Text-to-region grounding data:
------------
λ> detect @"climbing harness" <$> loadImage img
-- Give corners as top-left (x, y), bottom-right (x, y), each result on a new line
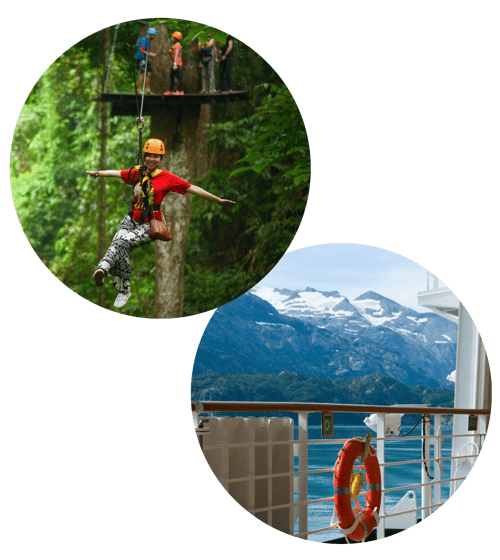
top-left (331, 433), bottom-right (381, 543)
top-left (126, 164), bottom-right (162, 222)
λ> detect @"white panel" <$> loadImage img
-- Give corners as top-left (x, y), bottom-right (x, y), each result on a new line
top-left (201, 416), bottom-right (294, 534)
top-left (451, 304), bottom-right (480, 494)
top-left (385, 491), bottom-right (418, 529)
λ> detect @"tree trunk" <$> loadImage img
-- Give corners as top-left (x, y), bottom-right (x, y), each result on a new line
top-left (151, 105), bottom-right (203, 318)
top-left (144, 22), bottom-right (201, 94)
top-left (146, 23), bottom-right (211, 317)
top-left (97, 27), bottom-right (110, 307)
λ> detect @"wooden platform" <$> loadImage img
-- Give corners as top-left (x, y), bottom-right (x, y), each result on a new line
top-left (98, 91), bottom-right (249, 116)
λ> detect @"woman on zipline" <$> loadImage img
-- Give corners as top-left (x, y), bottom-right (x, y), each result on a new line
top-left (86, 138), bottom-right (235, 309)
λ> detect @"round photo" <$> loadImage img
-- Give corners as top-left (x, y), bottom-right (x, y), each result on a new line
top-left (191, 243), bottom-right (492, 543)
top-left (10, 18), bottom-right (310, 317)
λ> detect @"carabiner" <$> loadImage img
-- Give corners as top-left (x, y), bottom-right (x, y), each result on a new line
top-left (136, 116), bottom-right (145, 131)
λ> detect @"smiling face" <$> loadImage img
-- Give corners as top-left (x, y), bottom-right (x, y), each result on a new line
top-left (144, 152), bottom-right (162, 172)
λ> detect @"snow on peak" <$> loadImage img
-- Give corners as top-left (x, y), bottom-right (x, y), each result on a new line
top-left (408, 316), bottom-right (428, 324)
top-left (252, 287), bottom-right (349, 316)
top-left (351, 298), bottom-right (396, 326)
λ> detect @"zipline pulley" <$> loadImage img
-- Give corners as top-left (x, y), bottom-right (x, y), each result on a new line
top-left (136, 116), bottom-right (146, 165)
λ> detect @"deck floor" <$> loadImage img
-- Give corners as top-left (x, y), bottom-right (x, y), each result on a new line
top-left (98, 91), bottom-right (249, 116)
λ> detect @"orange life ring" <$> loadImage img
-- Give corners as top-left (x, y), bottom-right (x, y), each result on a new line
top-left (333, 435), bottom-right (381, 542)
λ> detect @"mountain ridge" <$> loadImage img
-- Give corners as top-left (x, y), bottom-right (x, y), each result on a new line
top-left (193, 288), bottom-right (457, 389)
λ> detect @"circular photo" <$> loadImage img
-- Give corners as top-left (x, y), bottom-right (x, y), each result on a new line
top-left (191, 243), bottom-right (492, 543)
top-left (10, 18), bottom-right (310, 317)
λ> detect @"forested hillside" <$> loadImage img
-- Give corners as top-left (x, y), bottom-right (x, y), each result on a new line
top-left (191, 370), bottom-right (454, 424)
top-left (10, 19), bottom-right (310, 317)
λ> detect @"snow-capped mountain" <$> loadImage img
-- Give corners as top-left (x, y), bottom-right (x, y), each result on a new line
top-left (193, 288), bottom-right (457, 388)
top-left (250, 287), bottom-right (457, 385)
top-left (252, 287), bottom-right (451, 340)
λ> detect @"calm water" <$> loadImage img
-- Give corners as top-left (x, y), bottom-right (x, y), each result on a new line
top-left (294, 423), bottom-right (453, 542)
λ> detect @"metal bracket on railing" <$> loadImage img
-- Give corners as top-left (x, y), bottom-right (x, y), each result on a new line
top-left (195, 417), bottom-right (210, 449)
top-left (360, 432), bottom-right (373, 463)
top-left (193, 400), bottom-right (204, 413)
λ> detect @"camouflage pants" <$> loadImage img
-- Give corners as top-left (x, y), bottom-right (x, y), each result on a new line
top-left (96, 215), bottom-right (153, 294)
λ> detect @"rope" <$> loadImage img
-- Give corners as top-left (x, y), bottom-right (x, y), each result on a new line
top-left (453, 441), bottom-right (480, 480)
top-left (139, 53), bottom-right (148, 119)
top-left (129, 32), bottom-right (150, 166)
top-left (130, 51), bottom-right (140, 117)
top-left (104, 23), bottom-right (120, 93)
top-left (422, 416), bottom-right (434, 481)
top-left (359, 433), bottom-right (372, 463)
top-left (398, 415), bottom-right (424, 437)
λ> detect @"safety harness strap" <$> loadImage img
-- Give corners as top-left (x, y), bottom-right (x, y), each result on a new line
top-left (130, 166), bottom-right (163, 223)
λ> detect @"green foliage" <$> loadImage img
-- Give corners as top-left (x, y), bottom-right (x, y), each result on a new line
top-left (191, 371), bottom-right (454, 424)
top-left (149, 18), bottom-right (228, 46)
top-left (183, 82), bottom-right (310, 314)
top-left (10, 25), bottom-right (150, 314)
top-left (230, 83), bottom-right (310, 187)
top-left (10, 19), bottom-right (310, 317)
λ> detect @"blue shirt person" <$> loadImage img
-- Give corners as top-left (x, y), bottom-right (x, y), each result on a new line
top-left (135, 27), bottom-right (157, 94)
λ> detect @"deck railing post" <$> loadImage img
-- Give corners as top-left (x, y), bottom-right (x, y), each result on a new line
top-left (192, 402), bottom-right (490, 542)
top-left (421, 415), bottom-right (432, 519)
top-left (376, 414), bottom-right (386, 539)
top-left (433, 414), bottom-right (443, 512)
top-left (297, 412), bottom-right (309, 539)
top-left (266, 420), bottom-right (273, 527)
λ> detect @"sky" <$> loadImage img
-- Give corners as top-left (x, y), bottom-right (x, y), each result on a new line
top-left (253, 243), bottom-right (448, 312)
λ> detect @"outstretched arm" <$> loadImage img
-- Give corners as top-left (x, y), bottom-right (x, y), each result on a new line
top-left (86, 170), bottom-right (122, 178)
top-left (186, 185), bottom-right (235, 205)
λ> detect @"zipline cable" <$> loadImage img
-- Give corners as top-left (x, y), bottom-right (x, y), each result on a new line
top-left (104, 23), bottom-right (120, 93)
top-left (128, 28), bottom-right (149, 167)
top-left (139, 53), bottom-right (148, 120)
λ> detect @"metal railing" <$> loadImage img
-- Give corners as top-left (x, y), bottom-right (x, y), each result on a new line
top-left (192, 401), bottom-right (489, 542)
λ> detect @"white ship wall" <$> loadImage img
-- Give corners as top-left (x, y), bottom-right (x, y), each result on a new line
top-left (201, 416), bottom-right (294, 534)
------------
What this task involves - Give back an exact reproduction of the entries, with all pictures excluded.

Exercise response -
λ> detect @"climbing harness" <$> loadImage img
-- Give corners as top-left (x, y), bottom-right (x, y), each result on a new line
top-left (331, 433), bottom-right (381, 543)
top-left (126, 164), bottom-right (162, 222)
λ> detect @"white panel" <$> loadImage img
-- Give corners as top-left (x, y), bottom-right (x, y), each result on a new line
top-left (201, 416), bottom-right (294, 534)
top-left (451, 304), bottom-right (480, 494)
top-left (385, 491), bottom-right (418, 529)
λ> detect @"tree trunk" <$> loadImage img
-- Give corners as top-left (x, y), bottom-right (x, y), each result on a new line
top-left (151, 105), bottom-right (203, 318)
top-left (144, 22), bottom-right (201, 94)
top-left (146, 23), bottom-right (211, 317)
top-left (97, 27), bottom-right (110, 307)
λ> detect @"wooden platform" <$> loadImage img
-- Give corners as top-left (x, y), bottom-right (x, y), each result on a new line
top-left (98, 91), bottom-right (249, 116)
λ> detect @"woman on zipline" <$> loadImage img
-- Give corners as top-left (x, y), bottom-right (x, y), each result on a new line
top-left (86, 138), bottom-right (235, 309)
λ> detect @"round photo" <$> loadImage img
-- Give corners as top-left (x, y), bottom-right (x, y), each result on a new line
top-left (191, 243), bottom-right (492, 543)
top-left (10, 18), bottom-right (310, 317)
λ> detect @"carabiner" <$> loadImage img
-- Give corners as top-left (x, y), bottom-right (x, y), each result on a new line
top-left (136, 116), bottom-right (145, 131)
λ> detect @"smiling face" <$> loadImage img
-- Give corners as top-left (x, y), bottom-right (x, y), each result on a new line
top-left (144, 152), bottom-right (162, 172)
λ> detect @"snow on peak" <$> loadImage img
-- Give corners as top-left (x, y), bottom-right (x, y), each result on a new line
top-left (408, 316), bottom-right (428, 324)
top-left (252, 287), bottom-right (349, 316)
top-left (351, 298), bottom-right (396, 326)
λ> detect @"zipline pulley" <$> loadImage img
-- Give corners as top-left (x, y), bottom-right (x, y), each result on a new line
top-left (136, 116), bottom-right (146, 165)
λ> detect @"deck floor" <$> loadImage img
-- Give corners as top-left (x, y), bottom-right (x, y), each result on a new line
top-left (98, 91), bottom-right (249, 116)
λ> detect @"orange life ring" <$> loadImage img
-- Give corners as top-left (x, y), bottom-right (x, y), each result on a new line
top-left (333, 435), bottom-right (381, 542)
λ> detect @"mountain ridge" <$> loadImage img
-- Give corners as top-left (x, y), bottom-right (x, y), each result on a new line
top-left (193, 288), bottom-right (457, 389)
λ> detect @"circular photo" <$> loadImage img
-- Give corners as top-left (x, y), bottom-right (x, y), each result on a new line
top-left (191, 243), bottom-right (492, 543)
top-left (10, 18), bottom-right (310, 317)
λ> detect @"forested hillside" <$> loadImage img
-- Give corners as top-left (x, y), bottom-right (x, y), each result on a new line
top-left (191, 370), bottom-right (454, 424)
top-left (10, 19), bottom-right (310, 317)
λ> detect @"snow-capped mountain" <$> loadImage img
-- Give corners as top-left (x, y), bottom-right (x, y), each result on a new line
top-left (193, 288), bottom-right (457, 388)
top-left (250, 287), bottom-right (457, 385)
top-left (252, 287), bottom-right (451, 340)
λ> detect @"calm water" <$> loadImage img
-- Give corners as top-left (x, y), bottom-right (x, y), each result on a new line
top-left (294, 423), bottom-right (453, 542)
λ> detect @"metal bracket on railing" <$> loadImage img
-- Give corners as top-left (x, y), bottom-right (x, y), each result on a new line
top-left (195, 417), bottom-right (210, 449)
top-left (360, 432), bottom-right (373, 463)
top-left (193, 400), bottom-right (204, 413)
λ> detect @"camouflage pants" <$> loadImage img
-- Give corners as top-left (x, y), bottom-right (x, y), each result on a new line
top-left (96, 215), bottom-right (153, 294)
λ> detect @"rope" <$> loadImage img
-- Give corners as top-left (x, y), bottom-right (x, y), each result on a new line
top-left (453, 441), bottom-right (480, 480)
top-left (139, 53), bottom-right (148, 119)
top-left (129, 32), bottom-right (150, 166)
top-left (130, 51), bottom-right (140, 117)
top-left (104, 23), bottom-right (120, 93)
top-left (422, 416), bottom-right (434, 481)
top-left (359, 433), bottom-right (372, 463)
top-left (398, 415), bottom-right (424, 437)
λ> detect @"safety harness strap" <$> loadImage img
-- Give corners as top-left (x, y), bottom-right (x, y), each result on a new line
top-left (130, 166), bottom-right (163, 223)
λ> detect @"green foliage" <$> loadImage img
-- Give corners as top-left (x, y), bottom-right (x, y), each result on a new line
top-left (191, 371), bottom-right (454, 424)
top-left (149, 18), bottom-right (228, 46)
top-left (183, 82), bottom-right (310, 314)
top-left (10, 25), bottom-right (150, 314)
top-left (230, 83), bottom-right (310, 187)
top-left (10, 19), bottom-right (310, 317)
λ> detect @"blue shirt person" <$> loadImage img
-- Give corners as top-left (x, y), bottom-right (x, y), each result on a new line
top-left (135, 27), bottom-right (157, 94)
λ> detect @"deck railing post" <$> loadImage img
-- Give corners as top-left (x, y), bottom-right (x, y), each result on a new line
top-left (192, 402), bottom-right (490, 542)
top-left (421, 415), bottom-right (432, 519)
top-left (376, 414), bottom-right (386, 539)
top-left (433, 414), bottom-right (443, 512)
top-left (297, 412), bottom-right (309, 539)
top-left (266, 420), bottom-right (273, 527)
λ> detect @"sky" <$> loadImage img
-- Give corners as top-left (x, y), bottom-right (x, y), each result on a new line
top-left (253, 243), bottom-right (448, 312)
λ> detect @"outstretched arm" <$> loadImage img
-- Give corners as top-left (x, y), bottom-right (x, y), each result on a new line
top-left (86, 170), bottom-right (122, 178)
top-left (186, 185), bottom-right (235, 205)
λ> detect @"zipline cable" <$> loadImage img
-- Give corners as top-left (x, y), bottom-right (x, y), each result on a new line
top-left (104, 23), bottom-right (120, 93)
top-left (128, 28), bottom-right (149, 167)
top-left (139, 53), bottom-right (148, 120)
λ> detect @"metal railing" <$> loadImage img
-- Give corners as top-left (x, y), bottom-right (x, y), each result on a new line
top-left (192, 401), bottom-right (489, 542)
λ> detect @"white ship wall" <$> loadImage img
-- Give corners as top-left (x, y), bottom-right (x, y), each result on a new line
top-left (201, 416), bottom-right (294, 534)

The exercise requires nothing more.